START Page text

# Haw Par Villa



## The Lone Groover (Jan 6, 2015)

Just returned from a trip to Singapore, where I was put onto this place by a friend who lives there. It was/is a theme park built by the brothers who made a fortune out of Tiger Balm. The grounds, pathways, loos etc are maintained by someone, and security guards are around, yet the fabric of the place appears to be sliding into disrepair. Part of the grounds have been boarded up and falling into real disrepair, whilst the main exhibits are just, well, going tatty I guess. Some of the friezes are grotesque and bloodthirsty - Edgar Allen Poe would be proud of them!

DSC_1781 by m6pnr, on Flickr

DSC_1780 by m6pnr, on Flickr

DSC_1851 by m6pnr, on Flickr

DSC_1850 by m6pnr, on Flickr

DSC_1849 by m6pnr, on Flickr

DSC_1823 by m6pnr, on Flickr

DSC_1821 by m6pnr, on Flickr

DSC_1812 by m6pnr, on Flickr

DSC_1787 by m6pnr, on Flickr

DSC_1782 by m6pnr, on Flickr

DSC_1762 by m6pnr, on Flickr

DSC_1749 by m6pnr, on Flickr

DSC_1839 by m6pnr, on Flickr

DSC_1837 by m6pnr, on Flickr

DSC_1834 by m6pnr, on Flickr

DSC_1830 by m6pnr, on Flickr
DSC_1778 by m6pnr, on Flickr


----------



## krela (Jan 6, 2015)

Yep, you just won the award for creepiest location on the forum.

Thanks for posting!


----------



## HughieD (Jan 6, 2015)

Yup - one of the more bizarre locations I've seen!


----------



## flyboys90 (Jan 6, 2015)

How macabre! no wonder its closed it must have scared everyone off but you got some great photos!


----------



## BikinGlynn (Jan 6, 2015)

brilliant love it!


----------



## perjury saint (Jan 6, 2015)

*Cool that is!!*


----------



## UrbanX (Jan 7, 2015)

Nice one! That is definitely up there on the creepiness! 
Hats off to you, there isn't much derelict in Singapore. 
I love the trespassing sign, I have another one from Singapore of a trespasser being shot, I'll have to dig it out! 
Cheers for sharing!


----------



## uklimey1234 (Jan 7, 2015)

I visited the place in the late 1980's and it was still going strong. Unfortunately the decline of this place is an example of the Disneyfication of Singapore. All the places that made it interesting like Serangoon Road and the Long Bar at Raffles have now been sanitized beyond belief. 

Instead of eating from the stalls of street hawkers people now flock to Burger King. McDonalds and TGI Fridays and all the dodgy bars and nightclubs off Orchard Road have been replaced by 'theme bars' that wouldn't be out of place in LA or Florida.

The best example is Sentosa Island. It used to be a great place for an Urbexer as you had to catch a ferry to get there and then hike out to the abandoned military installations where you could still find both British and Japanese fire bases and pillboxes. When I went there in 2006 I might as well have been in an Orlando theme park. It wasn't even an island any more as they had built a causeway and monorail


----------



## The Lone Groover (Jan 8, 2015)

END Page text
START Record extracts

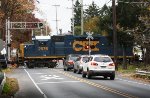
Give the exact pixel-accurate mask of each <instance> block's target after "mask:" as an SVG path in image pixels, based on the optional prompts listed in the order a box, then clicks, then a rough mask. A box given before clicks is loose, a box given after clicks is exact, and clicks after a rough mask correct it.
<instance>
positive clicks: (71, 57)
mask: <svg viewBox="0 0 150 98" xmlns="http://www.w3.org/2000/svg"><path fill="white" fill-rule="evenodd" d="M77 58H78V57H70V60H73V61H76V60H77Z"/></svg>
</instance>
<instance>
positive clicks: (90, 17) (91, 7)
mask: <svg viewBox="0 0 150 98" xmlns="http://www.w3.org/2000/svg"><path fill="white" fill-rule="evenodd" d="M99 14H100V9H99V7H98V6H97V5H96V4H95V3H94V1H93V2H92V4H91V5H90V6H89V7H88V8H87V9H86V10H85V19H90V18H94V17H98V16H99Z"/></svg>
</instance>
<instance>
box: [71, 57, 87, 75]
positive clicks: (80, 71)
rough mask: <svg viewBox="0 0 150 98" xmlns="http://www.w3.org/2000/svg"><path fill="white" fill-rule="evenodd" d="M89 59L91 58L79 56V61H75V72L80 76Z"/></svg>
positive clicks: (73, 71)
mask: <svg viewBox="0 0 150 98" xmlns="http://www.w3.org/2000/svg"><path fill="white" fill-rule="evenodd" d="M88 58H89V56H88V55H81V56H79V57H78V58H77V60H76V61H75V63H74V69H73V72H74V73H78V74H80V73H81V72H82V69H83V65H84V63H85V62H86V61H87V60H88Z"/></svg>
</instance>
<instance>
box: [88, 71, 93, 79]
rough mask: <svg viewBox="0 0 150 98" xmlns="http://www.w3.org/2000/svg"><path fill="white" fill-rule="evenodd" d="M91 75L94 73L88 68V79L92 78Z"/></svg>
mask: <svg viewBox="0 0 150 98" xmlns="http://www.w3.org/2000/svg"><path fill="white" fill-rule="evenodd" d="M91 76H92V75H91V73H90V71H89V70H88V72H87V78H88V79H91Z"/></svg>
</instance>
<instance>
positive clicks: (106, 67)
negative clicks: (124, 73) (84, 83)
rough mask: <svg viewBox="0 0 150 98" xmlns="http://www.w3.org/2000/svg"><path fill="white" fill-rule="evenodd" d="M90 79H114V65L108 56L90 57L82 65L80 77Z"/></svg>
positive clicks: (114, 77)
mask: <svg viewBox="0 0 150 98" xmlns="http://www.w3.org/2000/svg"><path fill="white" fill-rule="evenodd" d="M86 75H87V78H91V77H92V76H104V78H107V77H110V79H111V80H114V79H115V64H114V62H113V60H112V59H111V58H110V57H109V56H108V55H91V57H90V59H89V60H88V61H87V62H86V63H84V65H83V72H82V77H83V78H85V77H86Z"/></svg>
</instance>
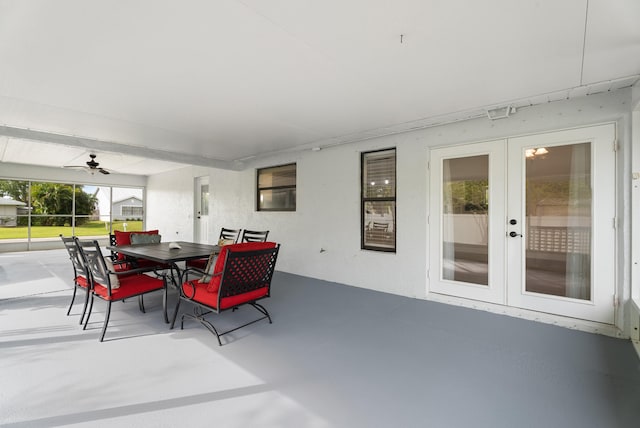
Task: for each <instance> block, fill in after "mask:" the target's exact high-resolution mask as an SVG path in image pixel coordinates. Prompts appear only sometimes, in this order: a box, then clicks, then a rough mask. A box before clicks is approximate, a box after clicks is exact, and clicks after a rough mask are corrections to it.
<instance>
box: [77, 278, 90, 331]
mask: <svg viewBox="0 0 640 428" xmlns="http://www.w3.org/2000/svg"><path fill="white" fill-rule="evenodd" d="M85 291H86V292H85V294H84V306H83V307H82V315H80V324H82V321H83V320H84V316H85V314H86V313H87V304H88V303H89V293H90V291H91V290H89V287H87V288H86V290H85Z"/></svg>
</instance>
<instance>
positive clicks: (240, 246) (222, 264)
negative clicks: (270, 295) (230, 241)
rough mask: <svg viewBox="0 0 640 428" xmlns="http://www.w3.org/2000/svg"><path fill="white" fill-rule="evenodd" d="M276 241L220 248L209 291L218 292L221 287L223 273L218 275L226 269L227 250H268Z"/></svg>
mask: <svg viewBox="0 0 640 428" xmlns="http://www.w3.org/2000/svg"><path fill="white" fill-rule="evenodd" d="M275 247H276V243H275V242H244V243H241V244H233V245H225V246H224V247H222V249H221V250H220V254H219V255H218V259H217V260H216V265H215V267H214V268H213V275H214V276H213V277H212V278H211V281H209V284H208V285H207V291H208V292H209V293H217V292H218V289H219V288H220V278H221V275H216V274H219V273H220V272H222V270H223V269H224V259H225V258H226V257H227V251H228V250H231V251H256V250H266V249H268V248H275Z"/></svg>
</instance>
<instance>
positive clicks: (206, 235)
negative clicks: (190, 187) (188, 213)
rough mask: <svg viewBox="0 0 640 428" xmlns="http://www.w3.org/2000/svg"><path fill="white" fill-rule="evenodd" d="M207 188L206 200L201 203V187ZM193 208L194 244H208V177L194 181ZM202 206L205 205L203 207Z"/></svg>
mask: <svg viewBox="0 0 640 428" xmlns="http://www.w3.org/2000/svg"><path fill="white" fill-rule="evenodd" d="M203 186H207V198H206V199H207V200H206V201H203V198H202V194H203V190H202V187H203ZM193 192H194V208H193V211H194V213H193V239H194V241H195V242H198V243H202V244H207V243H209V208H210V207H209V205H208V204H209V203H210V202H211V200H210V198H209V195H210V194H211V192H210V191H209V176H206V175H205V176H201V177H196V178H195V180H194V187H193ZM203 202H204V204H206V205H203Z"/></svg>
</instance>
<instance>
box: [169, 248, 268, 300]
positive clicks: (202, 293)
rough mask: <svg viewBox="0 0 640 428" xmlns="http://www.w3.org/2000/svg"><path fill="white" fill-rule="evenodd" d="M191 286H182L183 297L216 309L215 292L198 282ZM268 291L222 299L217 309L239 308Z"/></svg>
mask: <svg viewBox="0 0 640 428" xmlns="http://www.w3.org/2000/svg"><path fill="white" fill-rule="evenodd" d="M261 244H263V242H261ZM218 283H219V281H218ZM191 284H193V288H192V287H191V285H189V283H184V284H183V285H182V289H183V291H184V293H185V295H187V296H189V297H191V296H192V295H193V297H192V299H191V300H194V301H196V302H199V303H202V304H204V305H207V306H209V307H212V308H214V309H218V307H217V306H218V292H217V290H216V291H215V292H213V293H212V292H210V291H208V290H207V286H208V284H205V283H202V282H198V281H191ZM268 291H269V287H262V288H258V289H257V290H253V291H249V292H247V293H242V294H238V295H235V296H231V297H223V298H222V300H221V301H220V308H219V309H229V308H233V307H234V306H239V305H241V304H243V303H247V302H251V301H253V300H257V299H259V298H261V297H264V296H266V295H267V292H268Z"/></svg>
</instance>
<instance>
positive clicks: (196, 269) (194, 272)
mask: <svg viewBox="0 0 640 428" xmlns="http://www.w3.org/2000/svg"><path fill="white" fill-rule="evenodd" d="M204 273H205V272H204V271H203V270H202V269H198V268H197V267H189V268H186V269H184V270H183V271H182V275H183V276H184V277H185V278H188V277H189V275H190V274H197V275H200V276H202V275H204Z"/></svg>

END Record extracts
START Record extracts

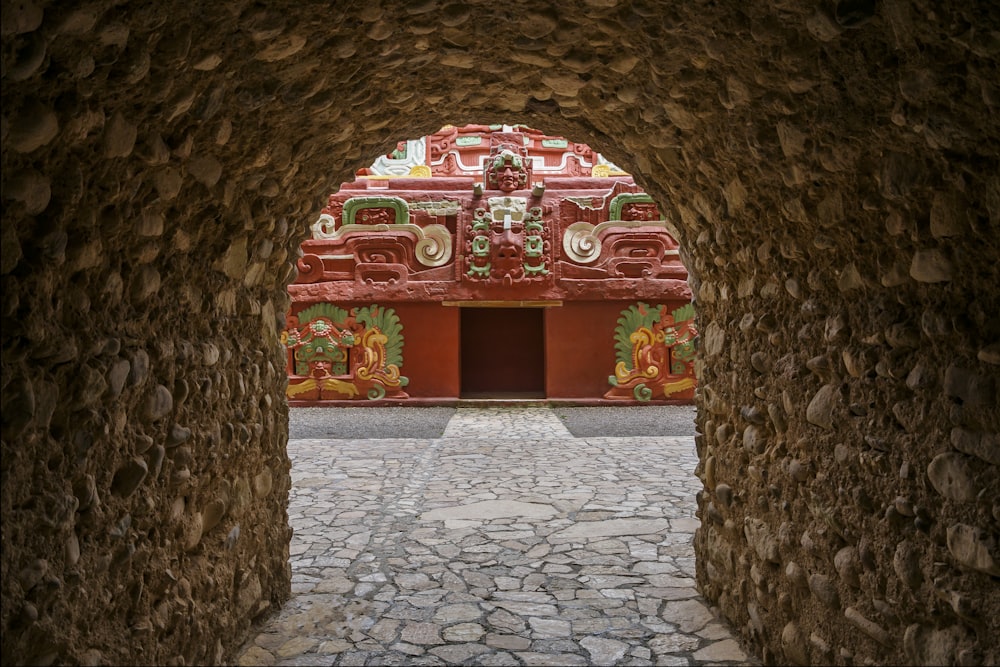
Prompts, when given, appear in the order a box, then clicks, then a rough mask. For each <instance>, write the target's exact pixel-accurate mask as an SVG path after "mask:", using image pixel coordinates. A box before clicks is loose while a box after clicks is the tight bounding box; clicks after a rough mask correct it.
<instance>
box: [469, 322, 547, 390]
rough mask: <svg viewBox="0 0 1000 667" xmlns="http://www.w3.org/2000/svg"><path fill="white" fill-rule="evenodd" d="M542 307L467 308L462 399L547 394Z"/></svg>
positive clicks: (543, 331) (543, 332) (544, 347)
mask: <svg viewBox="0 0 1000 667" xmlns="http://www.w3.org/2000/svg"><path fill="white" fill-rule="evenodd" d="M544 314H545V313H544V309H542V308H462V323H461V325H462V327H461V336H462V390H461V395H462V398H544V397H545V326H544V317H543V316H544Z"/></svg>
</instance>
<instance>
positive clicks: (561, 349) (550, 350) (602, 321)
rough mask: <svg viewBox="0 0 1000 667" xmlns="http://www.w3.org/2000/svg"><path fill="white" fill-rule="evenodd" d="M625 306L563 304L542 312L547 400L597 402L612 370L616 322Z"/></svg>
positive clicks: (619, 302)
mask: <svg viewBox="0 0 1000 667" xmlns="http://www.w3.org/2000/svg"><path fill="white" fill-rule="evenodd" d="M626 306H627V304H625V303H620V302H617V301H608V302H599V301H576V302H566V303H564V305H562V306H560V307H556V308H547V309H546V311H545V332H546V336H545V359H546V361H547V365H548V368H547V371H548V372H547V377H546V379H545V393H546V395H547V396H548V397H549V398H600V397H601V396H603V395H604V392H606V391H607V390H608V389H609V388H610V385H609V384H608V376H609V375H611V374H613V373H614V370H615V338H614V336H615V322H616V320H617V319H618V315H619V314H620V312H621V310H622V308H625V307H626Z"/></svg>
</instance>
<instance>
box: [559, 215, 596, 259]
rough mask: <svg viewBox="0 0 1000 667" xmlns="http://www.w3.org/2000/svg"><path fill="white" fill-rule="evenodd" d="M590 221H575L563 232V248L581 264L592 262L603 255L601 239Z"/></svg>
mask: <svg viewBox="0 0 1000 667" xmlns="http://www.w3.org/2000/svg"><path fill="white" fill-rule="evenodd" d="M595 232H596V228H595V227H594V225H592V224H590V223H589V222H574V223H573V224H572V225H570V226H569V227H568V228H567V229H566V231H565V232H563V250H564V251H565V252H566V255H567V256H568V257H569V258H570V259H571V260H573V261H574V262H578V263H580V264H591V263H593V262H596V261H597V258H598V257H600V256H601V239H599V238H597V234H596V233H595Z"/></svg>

END Record extracts

## Set of tasks
1 – Return everything in the Haw Par Villa thread from "Hats off to" down to "dig it out!".
2 – Render this sentence from the Haw Par Villa thread in Spanish: "I visited the place in the late 1980's and it was still going strong."
Rely on the Haw Par Villa thread alone and leave the data out.

## Problem solutions
1 –
Hats off to you, there isn't much derelict in Singapore. 
I love the trespassing sign, I have another one from Singapore of a trespasser being shot, I'll have to dig it out!

2 – Visité el lugar a finales de la década de 1980 y todavía funcionaba a pleno rendimiento.